_Supplied data:_
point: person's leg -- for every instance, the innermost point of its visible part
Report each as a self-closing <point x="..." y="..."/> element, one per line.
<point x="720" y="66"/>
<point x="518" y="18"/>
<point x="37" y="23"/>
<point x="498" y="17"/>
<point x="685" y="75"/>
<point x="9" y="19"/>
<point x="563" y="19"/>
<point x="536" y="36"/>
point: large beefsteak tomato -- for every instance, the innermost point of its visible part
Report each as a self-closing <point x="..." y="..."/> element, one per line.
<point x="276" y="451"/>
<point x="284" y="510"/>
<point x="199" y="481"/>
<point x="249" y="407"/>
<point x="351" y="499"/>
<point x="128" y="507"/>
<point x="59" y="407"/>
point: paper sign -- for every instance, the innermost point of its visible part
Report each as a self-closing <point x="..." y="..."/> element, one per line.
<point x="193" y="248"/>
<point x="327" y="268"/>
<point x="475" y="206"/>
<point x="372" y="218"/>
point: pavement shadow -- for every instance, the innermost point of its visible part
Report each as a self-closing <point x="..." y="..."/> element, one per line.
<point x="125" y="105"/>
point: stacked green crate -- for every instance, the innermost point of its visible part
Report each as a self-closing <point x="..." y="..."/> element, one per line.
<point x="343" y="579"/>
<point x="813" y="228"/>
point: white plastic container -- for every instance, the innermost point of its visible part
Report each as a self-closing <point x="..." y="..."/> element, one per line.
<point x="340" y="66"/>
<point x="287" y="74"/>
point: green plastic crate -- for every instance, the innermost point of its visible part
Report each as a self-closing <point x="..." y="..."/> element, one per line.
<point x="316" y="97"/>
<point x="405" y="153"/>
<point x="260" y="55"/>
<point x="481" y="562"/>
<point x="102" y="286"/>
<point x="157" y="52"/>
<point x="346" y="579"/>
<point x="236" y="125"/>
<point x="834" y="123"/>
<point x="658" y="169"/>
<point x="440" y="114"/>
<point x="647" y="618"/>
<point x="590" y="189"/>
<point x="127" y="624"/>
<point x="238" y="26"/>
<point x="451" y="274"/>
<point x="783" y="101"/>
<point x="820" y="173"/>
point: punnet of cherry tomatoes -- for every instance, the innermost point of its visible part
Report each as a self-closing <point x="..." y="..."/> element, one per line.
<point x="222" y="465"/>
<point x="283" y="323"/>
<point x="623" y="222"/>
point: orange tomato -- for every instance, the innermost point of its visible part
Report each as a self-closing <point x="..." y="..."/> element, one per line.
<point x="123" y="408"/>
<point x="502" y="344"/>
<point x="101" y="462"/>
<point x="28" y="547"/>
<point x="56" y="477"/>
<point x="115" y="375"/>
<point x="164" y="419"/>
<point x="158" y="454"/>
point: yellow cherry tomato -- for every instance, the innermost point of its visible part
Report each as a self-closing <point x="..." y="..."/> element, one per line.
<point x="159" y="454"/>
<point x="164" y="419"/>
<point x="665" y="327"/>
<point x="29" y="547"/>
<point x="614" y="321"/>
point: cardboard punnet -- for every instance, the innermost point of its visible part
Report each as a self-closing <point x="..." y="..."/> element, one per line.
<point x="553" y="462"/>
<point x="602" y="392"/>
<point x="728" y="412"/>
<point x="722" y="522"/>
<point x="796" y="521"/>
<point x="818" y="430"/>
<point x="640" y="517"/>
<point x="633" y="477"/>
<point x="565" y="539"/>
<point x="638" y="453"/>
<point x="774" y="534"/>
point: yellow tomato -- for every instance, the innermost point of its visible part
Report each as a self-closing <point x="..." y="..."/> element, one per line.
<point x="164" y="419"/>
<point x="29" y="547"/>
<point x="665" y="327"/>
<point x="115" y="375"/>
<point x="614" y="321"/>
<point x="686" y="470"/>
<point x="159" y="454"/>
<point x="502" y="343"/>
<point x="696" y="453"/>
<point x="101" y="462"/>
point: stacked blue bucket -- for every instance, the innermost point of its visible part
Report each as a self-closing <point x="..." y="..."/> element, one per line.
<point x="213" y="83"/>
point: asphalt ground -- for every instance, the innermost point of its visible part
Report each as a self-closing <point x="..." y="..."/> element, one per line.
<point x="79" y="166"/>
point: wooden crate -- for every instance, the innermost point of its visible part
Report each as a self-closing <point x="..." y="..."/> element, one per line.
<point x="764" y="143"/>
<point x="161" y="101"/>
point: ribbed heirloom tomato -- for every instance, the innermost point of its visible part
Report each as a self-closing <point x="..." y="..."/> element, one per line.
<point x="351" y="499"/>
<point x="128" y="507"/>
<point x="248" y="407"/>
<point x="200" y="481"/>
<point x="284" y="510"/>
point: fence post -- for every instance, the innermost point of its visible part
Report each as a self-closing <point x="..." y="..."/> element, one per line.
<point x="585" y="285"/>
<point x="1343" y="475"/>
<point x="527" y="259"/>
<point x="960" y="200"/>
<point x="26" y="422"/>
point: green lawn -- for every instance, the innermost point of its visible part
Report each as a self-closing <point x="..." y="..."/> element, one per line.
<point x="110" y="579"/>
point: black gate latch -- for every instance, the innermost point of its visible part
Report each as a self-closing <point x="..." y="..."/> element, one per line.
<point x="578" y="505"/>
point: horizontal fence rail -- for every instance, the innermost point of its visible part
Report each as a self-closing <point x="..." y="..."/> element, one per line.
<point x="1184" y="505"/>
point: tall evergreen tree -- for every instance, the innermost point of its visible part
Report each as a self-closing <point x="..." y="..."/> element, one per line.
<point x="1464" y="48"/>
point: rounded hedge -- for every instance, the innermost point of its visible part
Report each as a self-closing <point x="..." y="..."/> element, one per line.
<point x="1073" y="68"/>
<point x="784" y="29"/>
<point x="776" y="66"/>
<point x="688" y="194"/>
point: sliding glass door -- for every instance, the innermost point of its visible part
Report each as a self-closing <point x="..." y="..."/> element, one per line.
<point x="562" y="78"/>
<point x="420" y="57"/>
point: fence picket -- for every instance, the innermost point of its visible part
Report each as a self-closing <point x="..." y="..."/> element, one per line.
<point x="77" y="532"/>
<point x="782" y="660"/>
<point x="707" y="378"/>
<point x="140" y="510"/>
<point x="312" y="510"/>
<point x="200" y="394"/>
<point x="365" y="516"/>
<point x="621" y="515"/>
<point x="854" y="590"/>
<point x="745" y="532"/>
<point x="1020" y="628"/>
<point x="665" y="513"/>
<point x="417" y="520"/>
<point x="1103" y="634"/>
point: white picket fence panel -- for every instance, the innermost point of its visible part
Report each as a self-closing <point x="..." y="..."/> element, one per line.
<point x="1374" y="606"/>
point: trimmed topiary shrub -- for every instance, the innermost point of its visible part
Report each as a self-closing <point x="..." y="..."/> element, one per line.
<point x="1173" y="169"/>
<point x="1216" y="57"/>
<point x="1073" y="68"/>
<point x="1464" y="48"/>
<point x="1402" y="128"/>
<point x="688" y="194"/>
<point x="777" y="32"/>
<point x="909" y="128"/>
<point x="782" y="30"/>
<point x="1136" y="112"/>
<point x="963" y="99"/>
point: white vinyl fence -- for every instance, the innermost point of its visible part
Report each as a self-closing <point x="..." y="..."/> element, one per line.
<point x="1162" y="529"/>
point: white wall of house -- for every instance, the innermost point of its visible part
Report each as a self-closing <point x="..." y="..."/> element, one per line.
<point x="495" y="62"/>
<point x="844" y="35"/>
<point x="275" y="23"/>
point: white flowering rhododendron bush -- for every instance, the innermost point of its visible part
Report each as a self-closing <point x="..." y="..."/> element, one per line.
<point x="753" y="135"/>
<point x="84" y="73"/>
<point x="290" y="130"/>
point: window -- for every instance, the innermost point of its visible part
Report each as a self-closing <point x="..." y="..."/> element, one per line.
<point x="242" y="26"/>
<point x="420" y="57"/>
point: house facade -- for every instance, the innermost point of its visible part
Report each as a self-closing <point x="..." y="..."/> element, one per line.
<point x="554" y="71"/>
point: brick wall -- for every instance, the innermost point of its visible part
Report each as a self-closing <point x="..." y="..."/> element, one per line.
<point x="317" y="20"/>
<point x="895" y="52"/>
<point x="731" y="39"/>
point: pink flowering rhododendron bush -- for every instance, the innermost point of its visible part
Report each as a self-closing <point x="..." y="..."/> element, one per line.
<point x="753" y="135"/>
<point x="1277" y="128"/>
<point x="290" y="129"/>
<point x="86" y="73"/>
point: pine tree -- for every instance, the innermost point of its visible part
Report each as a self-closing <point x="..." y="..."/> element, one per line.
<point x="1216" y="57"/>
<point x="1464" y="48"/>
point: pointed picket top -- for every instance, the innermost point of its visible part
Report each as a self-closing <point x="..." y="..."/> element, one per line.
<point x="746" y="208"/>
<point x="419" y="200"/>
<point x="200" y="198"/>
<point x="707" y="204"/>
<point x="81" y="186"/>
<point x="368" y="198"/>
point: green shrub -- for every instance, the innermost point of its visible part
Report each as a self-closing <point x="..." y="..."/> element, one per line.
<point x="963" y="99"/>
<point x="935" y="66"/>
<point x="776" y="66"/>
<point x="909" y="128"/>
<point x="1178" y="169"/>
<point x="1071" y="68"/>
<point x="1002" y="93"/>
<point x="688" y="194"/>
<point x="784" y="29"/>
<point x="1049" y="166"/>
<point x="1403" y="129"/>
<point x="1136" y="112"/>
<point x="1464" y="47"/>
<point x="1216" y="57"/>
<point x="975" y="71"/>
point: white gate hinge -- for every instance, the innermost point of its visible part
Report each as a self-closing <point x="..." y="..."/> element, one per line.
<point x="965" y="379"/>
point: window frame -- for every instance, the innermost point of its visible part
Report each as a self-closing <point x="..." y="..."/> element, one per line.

_What the exercise asks:_
Copy out every line from the one containing "point: green shrub" to the end of the material, both ends included.

_The output:_
point: green shrub -- for every instance, the innermost point of its visible part
Report each as a self-closing <point x="..." y="..."/> element, one per line.
<point x="963" y="99"/>
<point x="935" y="66"/>
<point x="776" y="66"/>
<point x="909" y="128"/>
<point x="1178" y="169"/>
<point x="1071" y="68"/>
<point x="1002" y="93"/>
<point x="688" y="194"/>
<point x="784" y="29"/>
<point x="1049" y="166"/>
<point x="1403" y="129"/>
<point x="1136" y="112"/>
<point x="1464" y="47"/>
<point x="1216" y="57"/>
<point x="975" y="71"/>
point: white gate hinge -- for every instance, the innermost point of its visible part
Report each as a self-closing <point x="..." y="..."/> element, one per line.
<point x="965" y="379"/>
point: window frame -- for every instance, the innermost point of its visible part
Report each as a self-closing <point x="..." y="..."/> element, one per line.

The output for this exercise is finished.